[Collected data]
-------

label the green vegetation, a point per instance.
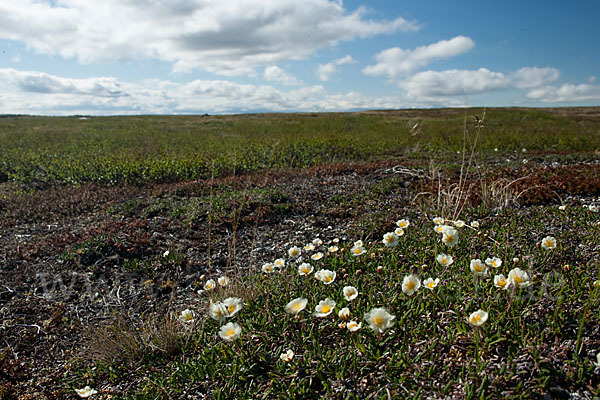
(144, 149)
(188, 305)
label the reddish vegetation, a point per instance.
(63, 230)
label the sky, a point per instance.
(117, 57)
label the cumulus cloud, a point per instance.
(396, 62)
(275, 74)
(324, 71)
(228, 37)
(566, 93)
(106, 95)
(40, 82)
(457, 82)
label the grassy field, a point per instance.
(42, 150)
(181, 243)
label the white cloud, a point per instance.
(324, 71)
(396, 62)
(566, 93)
(32, 92)
(227, 37)
(531, 77)
(456, 82)
(275, 74)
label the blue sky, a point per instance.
(65, 57)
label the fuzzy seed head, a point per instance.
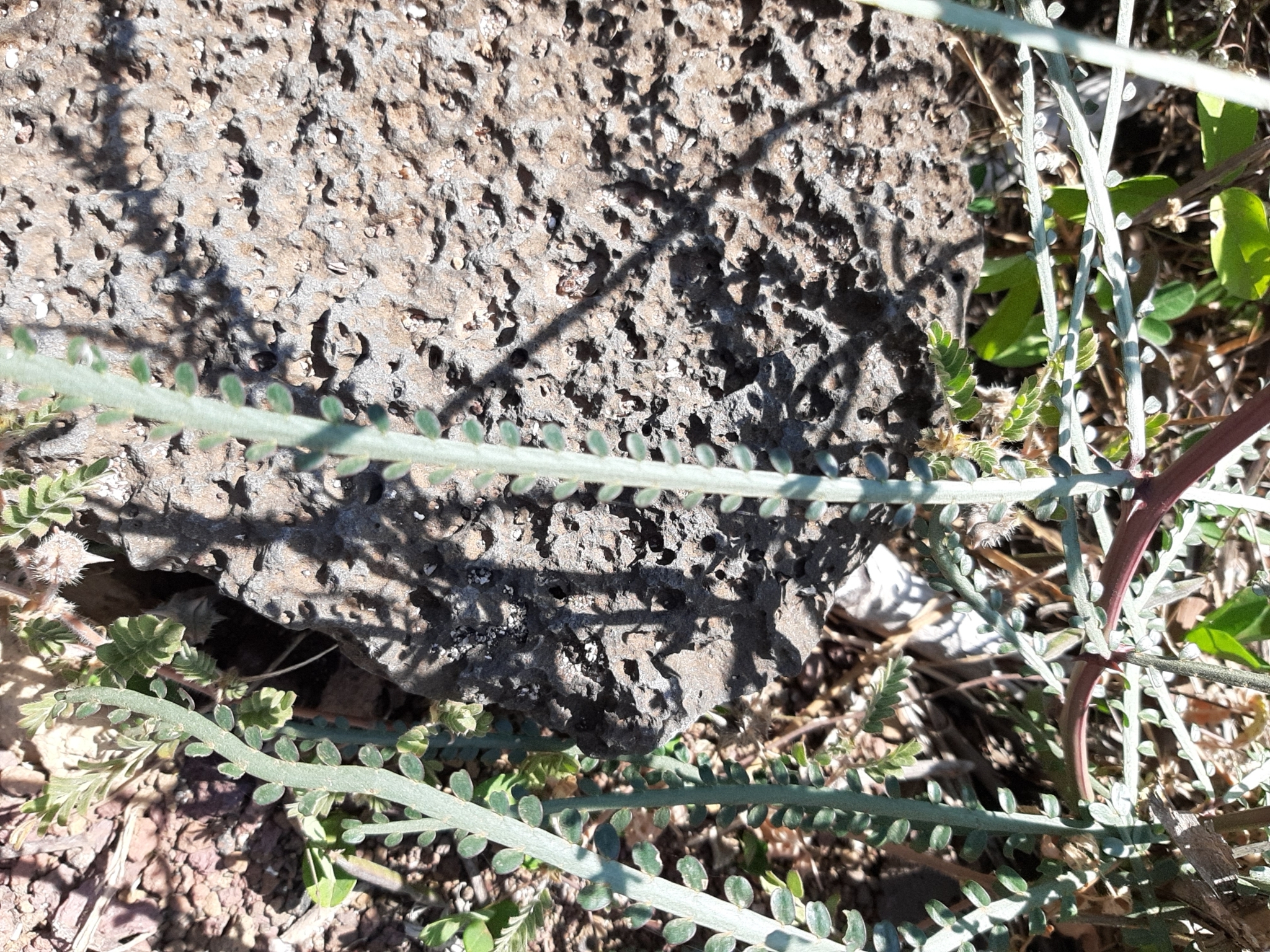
(982, 534)
(996, 407)
(59, 560)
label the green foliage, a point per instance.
(1014, 335)
(1171, 301)
(1118, 448)
(1240, 621)
(1130, 197)
(888, 682)
(894, 760)
(68, 795)
(45, 637)
(525, 926)
(140, 645)
(1225, 128)
(479, 927)
(1023, 413)
(953, 367)
(16, 426)
(461, 720)
(1241, 243)
(50, 500)
(195, 666)
(269, 708)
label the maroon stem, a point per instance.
(1153, 499)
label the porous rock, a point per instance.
(705, 223)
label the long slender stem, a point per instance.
(705, 910)
(1230, 86)
(285, 430)
(817, 798)
(1103, 216)
(1155, 498)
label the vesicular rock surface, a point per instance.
(705, 223)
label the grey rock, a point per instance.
(711, 223)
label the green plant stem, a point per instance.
(705, 910)
(951, 571)
(817, 798)
(1221, 674)
(1116, 88)
(1132, 733)
(1100, 213)
(1171, 70)
(1033, 196)
(247, 423)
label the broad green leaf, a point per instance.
(1222, 645)
(1225, 128)
(1011, 323)
(326, 883)
(140, 645)
(1242, 619)
(1132, 196)
(1155, 332)
(781, 906)
(478, 938)
(440, 932)
(1241, 243)
(1174, 300)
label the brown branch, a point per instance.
(1153, 499)
(1255, 154)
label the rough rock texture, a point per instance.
(714, 221)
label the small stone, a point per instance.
(235, 862)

-------

DESCRIPTION OF THE TASK: Repeat, word for word, each of the records, omitting any image they hold.

RESULT OF THIS EXERCISE:
label the green vegetation, a point per instance.
(144, 149)
(188, 305)
label the reddish vegetation, a point per instance.
(63, 230)
label the sky, a point per instance.
(117, 57)
label the cumulus cloud, a point per instance.
(396, 62)
(275, 74)
(324, 71)
(228, 37)
(566, 93)
(106, 95)
(40, 82)
(457, 82)
label the grassy field, a point per instance.
(42, 150)
(181, 243)
label the white cloud, a point per instance.
(324, 71)
(396, 62)
(566, 93)
(32, 92)
(227, 37)
(531, 77)
(456, 82)
(275, 74)
label the blue sky, a point per instance.
(65, 57)
label the fuzzy seed head, a point per instance.
(982, 534)
(996, 407)
(59, 560)
label the green foliage, a point per instance.
(1014, 335)
(1171, 301)
(1118, 448)
(1240, 621)
(1130, 197)
(888, 682)
(894, 760)
(68, 795)
(45, 637)
(525, 926)
(140, 645)
(1225, 128)
(479, 927)
(1023, 413)
(953, 367)
(16, 426)
(461, 720)
(1241, 243)
(50, 500)
(195, 666)
(269, 708)
label the maroon stem, a point per instance.
(1153, 499)
label the porous rock, a point per instance.
(705, 223)
label the long slender stem, a point per instance.
(705, 910)
(1230, 86)
(285, 430)
(817, 798)
(1103, 216)
(1155, 498)
label the vesicular rock surface, a point per instance.
(705, 223)
label the grey rock, a point per instance.
(711, 223)
label the green plant stem, a point per instance.
(705, 910)
(951, 571)
(817, 798)
(1221, 674)
(1116, 88)
(1132, 733)
(1100, 213)
(1171, 70)
(1033, 196)
(247, 423)
label the broad green leaf, a point per instance.
(1222, 645)
(1225, 128)
(1011, 323)
(326, 883)
(140, 645)
(1242, 619)
(1132, 196)
(1155, 332)
(781, 906)
(478, 938)
(440, 932)
(1241, 243)
(1174, 300)
label the brown branch, a point per instance.
(1153, 499)
(1255, 154)
label the rough rock texture, a point per instance.
(714, 221)
label the small stone, a point per instance.
(235, 862)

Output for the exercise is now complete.